== Passage shown ==
______
Dreams become reality. Up until last year, my exposure to classical music has been minimal. Then, on 6 June 2018 during my solo exhibition at Maryland Hall, three musicians created live structured improvisational works inspired by individual pieces of my exhibited artwork. As Rogue Collective musicians (Alexa Cantalupo, Natalie Spehar, Kaitlin Moreno) moved through the Gallery finding their next art focal piece, their unique brand of classical music filled the rooms, lifting our hearts. In that museum-like setting, guests were transported as the musicians simultaneously created and played live, improvising new works titled identical to the piece of art that captured them. My dream and the creative collaboration initiative “Every Painting is a Song (EPIAS)” was a natural evolution for me in terms of my personal journey. This short video will clearly explain my concept. To date, we do not yet have music videos of each piece, but Rogue Collective created music to the following: a) Paintings - Talking Story, Chance Encounters, The Gathering – Still Waiting, Mirror, Mirror, and b) Sculpture - Resurrection.
I am thrilled that my paintings and sculptures have been re-created audibly by Rogue Collective, who interpreted how my works of art made them FEEL. They see in notes what I hear in color. I had long wondered and asked: “How do my paintings sound to you?” Now, for the first time, I had answers and could hear my own work in different ways – in music! I inspired them, and they inspired me right back! That is the positive creative collaboration movement I dream of and seek to foster and keep moving.
"Violins and Heartstrings" by Elaine Weiner-Reed, ©2018
Inspiration Leads to Innovation. Through my Art, I had found my way back into the world of live music performances and improvisation! The thing about EPIAS is that inspiration feeds more waves of creativity. How did Rogue Collective’s musicians inspire me? Progressively. Following our creative collaboration evening, I created several music-inspired sketches. After drawing them, I knew a few weeks later that I wanted to transform sketches into sculptures and paintings. Before turning ideas into reality and making those sculptures, however, I first had to learn some new skills… Semi-retired from a tandem 37-year full-time career in 2017, I realized I had some new different options and opportunities.
______
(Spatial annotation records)

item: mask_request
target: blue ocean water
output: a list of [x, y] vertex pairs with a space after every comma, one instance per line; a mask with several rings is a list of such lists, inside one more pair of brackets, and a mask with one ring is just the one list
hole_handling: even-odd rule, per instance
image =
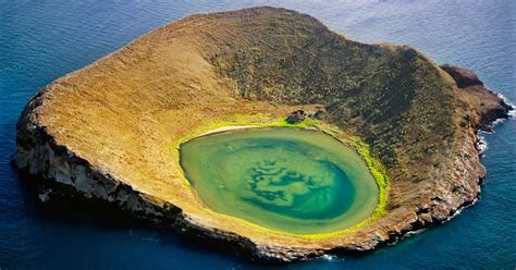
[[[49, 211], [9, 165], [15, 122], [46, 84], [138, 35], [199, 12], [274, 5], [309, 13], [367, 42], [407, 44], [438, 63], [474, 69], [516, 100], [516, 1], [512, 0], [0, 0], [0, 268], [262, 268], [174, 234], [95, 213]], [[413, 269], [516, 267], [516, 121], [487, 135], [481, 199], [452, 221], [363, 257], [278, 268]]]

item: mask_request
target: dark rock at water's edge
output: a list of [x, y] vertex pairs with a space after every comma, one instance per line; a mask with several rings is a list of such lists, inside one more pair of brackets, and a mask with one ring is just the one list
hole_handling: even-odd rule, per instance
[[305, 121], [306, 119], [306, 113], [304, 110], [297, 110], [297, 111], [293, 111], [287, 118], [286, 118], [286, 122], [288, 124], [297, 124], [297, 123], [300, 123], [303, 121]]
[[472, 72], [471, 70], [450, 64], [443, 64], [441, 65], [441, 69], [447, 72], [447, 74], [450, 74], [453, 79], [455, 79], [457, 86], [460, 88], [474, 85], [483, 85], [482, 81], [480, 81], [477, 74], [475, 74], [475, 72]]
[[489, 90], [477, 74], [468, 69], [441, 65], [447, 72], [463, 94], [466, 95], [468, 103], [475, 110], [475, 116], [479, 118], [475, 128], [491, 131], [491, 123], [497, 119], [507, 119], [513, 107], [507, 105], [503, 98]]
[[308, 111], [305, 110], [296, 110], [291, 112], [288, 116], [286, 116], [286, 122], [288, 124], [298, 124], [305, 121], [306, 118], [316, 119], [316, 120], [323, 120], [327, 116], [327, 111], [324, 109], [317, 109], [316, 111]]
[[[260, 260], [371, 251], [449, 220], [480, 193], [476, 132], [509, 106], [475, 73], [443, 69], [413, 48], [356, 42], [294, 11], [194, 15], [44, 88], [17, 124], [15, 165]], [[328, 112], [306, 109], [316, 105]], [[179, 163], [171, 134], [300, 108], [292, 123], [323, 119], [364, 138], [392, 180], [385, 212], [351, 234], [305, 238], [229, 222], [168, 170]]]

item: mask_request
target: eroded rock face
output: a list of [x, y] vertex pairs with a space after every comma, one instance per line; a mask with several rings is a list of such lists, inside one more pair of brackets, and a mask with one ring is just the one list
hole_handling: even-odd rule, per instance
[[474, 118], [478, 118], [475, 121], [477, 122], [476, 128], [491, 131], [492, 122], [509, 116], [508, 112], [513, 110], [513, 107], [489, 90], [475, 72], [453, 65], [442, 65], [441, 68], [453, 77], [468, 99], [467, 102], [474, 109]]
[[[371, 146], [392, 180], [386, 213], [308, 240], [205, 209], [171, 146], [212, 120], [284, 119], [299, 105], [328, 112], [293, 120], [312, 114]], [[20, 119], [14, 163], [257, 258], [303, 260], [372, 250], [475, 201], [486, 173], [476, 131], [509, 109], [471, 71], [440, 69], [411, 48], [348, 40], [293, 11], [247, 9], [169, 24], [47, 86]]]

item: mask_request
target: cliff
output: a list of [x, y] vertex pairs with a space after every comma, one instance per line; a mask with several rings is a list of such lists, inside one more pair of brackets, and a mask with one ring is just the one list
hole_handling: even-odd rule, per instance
______
== Written instruction A ==
In the passage on Every Painting is a Song, rewrite the stretch starting at "I am thrilled" and ending at "and keep moving.", swapping "paintings" for "canvases".
== Written instruction B ==
Answer these questions from the passage on Every Painting is a Song:
(i) On what date did the musicians perform during the solo exhibition at Maryland Hall?
(ii) Which sculpture did Rogue Collective create music to?
(iii) In what year did the writer become semi-retired?

== Correct result A ==
I am thrilled that my canvases and sculptures have been re-created audibly by Rogue Collective, who interpreted how my works of art made them FEEL. They see in notes what I hear in color. I had long wondered and asked: “How do my canvases sound to you?” Now, for the first time, I had answers and could hear my own work in different ways – in music! I inspired them, and they inspired me right back! That is the positive creative collaboration movement I dream of and seek to foster and keep moving.

== Correct result B ==
(i) 6 June 2018
(ii) Resurrection
(iii) 2017